WHAT IS EXPECTED: Could the listing below be returned exactly, with its pictures left out?

RECORDS FOR PROCESSING:
# # # # #
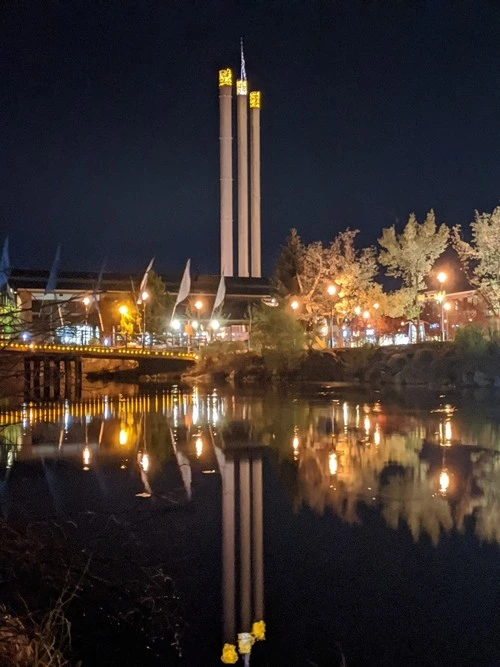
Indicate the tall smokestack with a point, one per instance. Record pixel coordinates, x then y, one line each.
242 122
226 172
255 104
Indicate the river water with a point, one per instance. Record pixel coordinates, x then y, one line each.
360 527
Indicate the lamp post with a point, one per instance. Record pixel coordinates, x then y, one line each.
144 298
332 290
442 277
198 305
123 310
86 303
447 307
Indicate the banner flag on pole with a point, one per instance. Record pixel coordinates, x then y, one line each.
5 264
184 288
144 281
185 284
221 293
54 271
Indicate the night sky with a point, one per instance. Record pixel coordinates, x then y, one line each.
109 122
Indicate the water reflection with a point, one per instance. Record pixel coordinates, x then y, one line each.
430 469
426 471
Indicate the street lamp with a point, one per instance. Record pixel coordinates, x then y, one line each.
442 278
123 310
86 303
144 298
332 290
447 307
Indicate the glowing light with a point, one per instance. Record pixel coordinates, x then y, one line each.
144 462
447 431
86 455
444 482
225 77
241 87
442 277
199 447
332 463
367 424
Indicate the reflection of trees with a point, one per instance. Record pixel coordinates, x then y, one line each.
487 471
404 487
409 497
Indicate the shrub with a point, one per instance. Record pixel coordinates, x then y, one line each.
470 341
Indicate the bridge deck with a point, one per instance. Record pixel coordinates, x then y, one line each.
93 351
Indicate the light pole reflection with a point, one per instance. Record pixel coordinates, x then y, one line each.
247 465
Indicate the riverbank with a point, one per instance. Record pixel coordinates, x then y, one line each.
437 365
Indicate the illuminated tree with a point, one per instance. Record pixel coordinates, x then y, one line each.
481 258
278 336
340 265
411 255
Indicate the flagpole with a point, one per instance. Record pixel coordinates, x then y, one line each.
184 288
220 296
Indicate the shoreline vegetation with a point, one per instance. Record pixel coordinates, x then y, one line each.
470 361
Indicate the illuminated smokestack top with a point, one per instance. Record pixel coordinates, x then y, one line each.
225 77
241 87
255 99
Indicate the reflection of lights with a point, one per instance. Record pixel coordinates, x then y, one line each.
199 446
144 461
332 463
447 430
295 444
10 458
444 482
86 455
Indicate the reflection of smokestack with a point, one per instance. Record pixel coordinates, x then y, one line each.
242 117
258 541
245 554
255 103
226 172
228 535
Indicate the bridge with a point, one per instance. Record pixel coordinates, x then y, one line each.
97 352
52 371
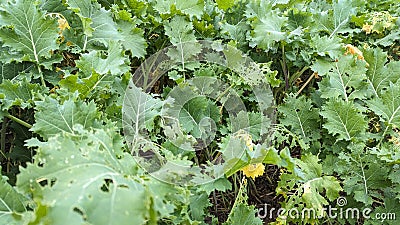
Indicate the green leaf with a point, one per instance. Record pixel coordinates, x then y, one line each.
310 189
387 106
315 182
198 203
266 24
179 30
132 38
53 118
364 175
243 214
344 120
113 62
12 203
139 111
225 4
12 70
19 94
380 72
335 18
27 30
325 45
194 117
300 115
193 8
98 24
85 178
345 80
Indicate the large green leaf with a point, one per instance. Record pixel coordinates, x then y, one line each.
98 24
266 24
18 94
243 214
303 119
86 179
380 72
12 70
193 8
179 30
335 18
12 203
113 61
388 105
345 79
52 117
26 29
139 111
343 119
132 38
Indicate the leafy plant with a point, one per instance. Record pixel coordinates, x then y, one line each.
96 112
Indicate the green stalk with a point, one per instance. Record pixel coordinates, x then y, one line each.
3 140
17 120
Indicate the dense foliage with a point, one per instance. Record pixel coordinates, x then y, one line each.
333 67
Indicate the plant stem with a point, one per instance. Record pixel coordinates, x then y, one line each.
3 140
17 120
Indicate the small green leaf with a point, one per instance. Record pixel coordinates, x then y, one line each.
12 203
179 30
26 29
344 120
301 116
388 105
53 118
19 94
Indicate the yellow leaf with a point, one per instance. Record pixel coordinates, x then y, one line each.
253 170
63 24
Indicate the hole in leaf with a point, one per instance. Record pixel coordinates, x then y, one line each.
106 186
80 212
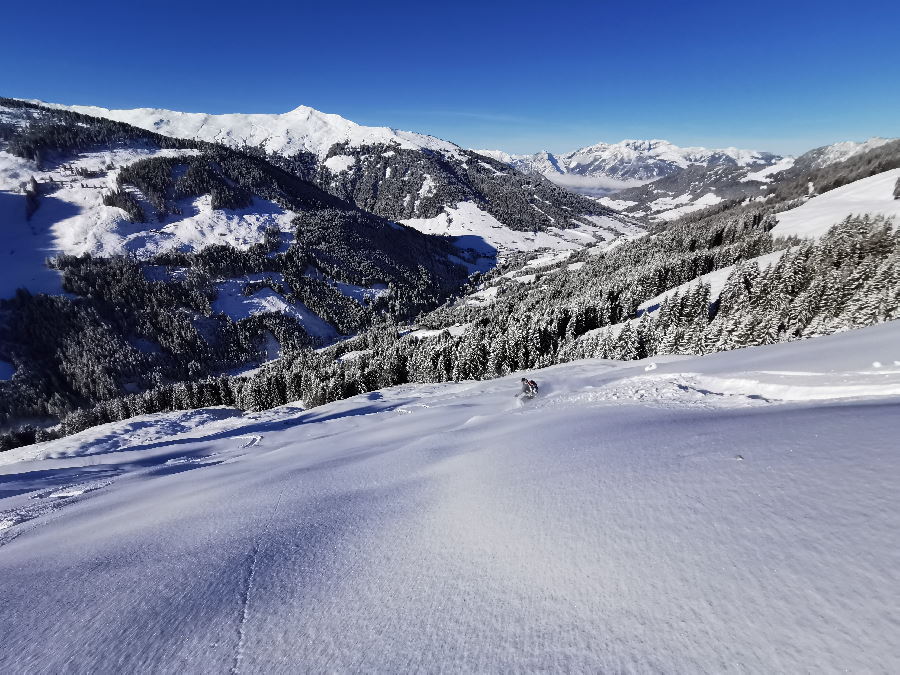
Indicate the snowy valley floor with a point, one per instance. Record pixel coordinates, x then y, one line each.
732 513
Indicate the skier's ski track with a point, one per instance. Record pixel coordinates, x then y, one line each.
248 585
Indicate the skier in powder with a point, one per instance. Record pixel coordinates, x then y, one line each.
529 388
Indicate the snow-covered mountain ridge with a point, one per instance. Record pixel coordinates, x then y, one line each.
302 129
633 161
670 515
400 175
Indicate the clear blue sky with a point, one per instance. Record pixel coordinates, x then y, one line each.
782 76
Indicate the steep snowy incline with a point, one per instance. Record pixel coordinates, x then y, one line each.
676 516
303 129
872 196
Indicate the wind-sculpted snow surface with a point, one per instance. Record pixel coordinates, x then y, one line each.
729 513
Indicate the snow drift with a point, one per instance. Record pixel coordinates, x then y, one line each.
686 515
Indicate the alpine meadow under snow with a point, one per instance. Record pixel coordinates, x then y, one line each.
727 513
259 411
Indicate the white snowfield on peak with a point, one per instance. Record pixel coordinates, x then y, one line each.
729 513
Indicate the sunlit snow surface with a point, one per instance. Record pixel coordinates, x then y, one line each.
673 516
71 218
873 196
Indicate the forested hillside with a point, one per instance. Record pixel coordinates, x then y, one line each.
152 313
140 333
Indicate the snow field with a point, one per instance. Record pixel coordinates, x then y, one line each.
479 230
453 527
872 196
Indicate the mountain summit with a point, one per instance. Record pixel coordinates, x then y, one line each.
606 166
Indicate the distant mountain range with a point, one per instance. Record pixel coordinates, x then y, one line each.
428 183
606 167
657 180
# # # # #
TASK OUTPUT:
Indicate the tall smokestack with a point, one per instance. Record pixel coordinates, x then y, one line each.
242 122
226 172
255 104
Indicate the river water with a point, one per instance. Record pixel coordinates, x then y, one line each.
360 527
Indicate the lamp post with a point, one per instance. Record pixel coordinates, x then y, one line each.
144 298
332 290
442 277
198 305
123 310
86 303
447 307
Indicate the banner flag on pole with a point, one per instance. Record pixel coordinates, x then y, one line each.
5 264
184 288
144 281
185 284
221 293
54 271
Indicate the night sky with a point, one per instance. Record pixel coordinates, x then y, one line each.
109 122
Indicate the water reflection with a point, one per instance. Record pixel coordinates, x then y, one line each.
430 469
426 471
Indicate the street lamp with a point, one per instance. Record pixel coordinates, x then y, one line each.
442 278
123 310
86 303
144 298
332 290
447 307
Indicate the glowing light with a point, one per instance. Record pixel coordinates, x then y, one line each.
144 462
447 431
86 455
444 482
225 77
241 87
442 277
199 447
332 463
367 424
Indicate the reflection of trees with a point, one per instance. Record pixel coordinates, x then y, one line each.
487 471
404 487
409 497
Indicate the shrub with a point, one per instance. Record pixel coordinates, x then y, one line each.
470 341
Indicate the bridge deck with a point, one per instance. Record pixel coordinates, x then y, one line each.
93 351
Indicate the light pole reflection with a point, one per instance. Record pixel coordinates, x then y, one line each.
247 465
Indicate the riverbank with a point, one per instance. Record pixel coordinates, x then y, one line each.
437 365
Indicate the illuminated tree with a point, one per instance. Record pixel coordinates, x then y, one line each.
481 258
278 336
340 265
411 255
Indicate the flagpole with a point, one per instance. Record pixel coordinates, x then y, one line each.
184 288
220 296
Indicate the shoreline vegetation with a point, one per instance. Record pixel coordinates, x then y, one line each.
470 361
Indicate the illuminated smokestack top with a point, one per instance. Record pixel coordinates, x then y, one line each.
225 77
241 87
255 99
Indicate the reflection of lights with a point, one per instance. Record pixel coordinates, x then y, one line each.
199 446
144 461
332 463
447 430
295 444
10 458
444 482
86 455
Indicate the reflection of smokestack with a point, one per instance. Record pixel coordinates, x then y, one line each.
242 117
258 541
245 554
255 103
226 172
228 535
Indicate the bridge with a point, one per instance. Record pixel coordinates, x then y, one line each.
97 352
52 371
Indicate the green leaf with a point, one per instance. Record pixel coordinates, x then y, one line each.
310 189
387 106
315 182
198 203
266 24
179 30
132 38
53 118
364 175
243 214
344 120
113 62
12 203
139 111
225 4
12 70
19 94
380 72
335 18
27 30
325 45
194 117
300 115
193 8
98 24
85 178
345 80
Indicate the large green leaf with a point, one per instance. Record pixel coordinates, x then y, one line each.
98 24
266 24
18 94
243 214
303 119
86 179
380 72
12 70
193 8
179 30
335 18
12 203
113 61
388 105
345 79
52 117
26 29
139 111
343 119
132 38
Indicate the leafy plant with a point, one per instance. Record pixel coordinates, x then y, one line each.
96 112
Indicate the green stalk with a point, one per instance. Record pixel coordinates, x then y, one line each.
3 140
17 120
Indicate the dense foliage with a point, one per instance. Record pixel coordinates, x then y, one line each.
333 67
Indicate the plant stem with a point, one per instance. Record pixel coordinates, x then y, one line each.
3 140
17 120
Indicate the small green leaf with a point, one per instance. Record pixel coordinates, x then y, one line each.
12 203
179 30
26 29
344 120
301 116
388 105
53 118
19 94
Indicate the yellow leaf with a point, one per instance. Record pixel coordinates, x then y, one line each.
253 170
63 24
Indicate the hole in leaf with a point, one per instance. Record pixel coordinates, x then y, one line each.
106 186
80 212
Indicate the snowy valley floor with a point, one per instance. Record pixel coordinates, x then y, one line each.
732 513
Indicate the skier's ski track with a point, one per instance. Record pixel coordinates, x then y, one line each.
248 585
Indicate the skier in powder with a point, one per instance. Record pixel coordinates, x then y, one line each.
529 388
Indicate the snow-covered mountain ridge with a point, one per instance. Record pixel coordinates, x then y, one line each.
302 129
633 161
670 515
400 175
Indicate the clear blue sky with a point, one per instance. Record pixel coordinates, x then y, one line each.
782 76
Indicate the steep snowy incline with a point, one per instance. Record pixel coordinates, x then y, one line each.
676 516
303 129
872 196
Indicate the wind-sculpted snow surface with a point, one per instance. Record pixel coordinates, x then y, one line each.
729 513
Indicate the snow drift with a point, one per instance. Record pixel coordinates, x then y, one line each.
686 515
Indicate the alpine meadow under snow with a point, one per instance. Record pixel coordinates, x then y, one line each.
727 513
259 411
Indicate the white snowfield on peak with a point, one per instance. Record pixel coordinates, x then y, one line each.
729 513
Indicate the sunlit snow surface with a point, one per instance. Record pixel coordinates, x then y, one line each.
673 516
71 218
873 196
Indicate the forested hillside with a point, one per instance. Record pixel coordinates, x then y, one line each.
152 313
140 333
Indicate the snow field with a point, one per instance. Record pixel coordinates, x then y, one line each.
479 230
453 527
872 196
Indicate the mountain summit with a point, one per instance. Record pixel coordinates, x then y, one line each.
606 166
Indicate the distant mountain range with a point, one per instance. Record pixel coordinates, x then y, one line each.
428 183
606 167
657 180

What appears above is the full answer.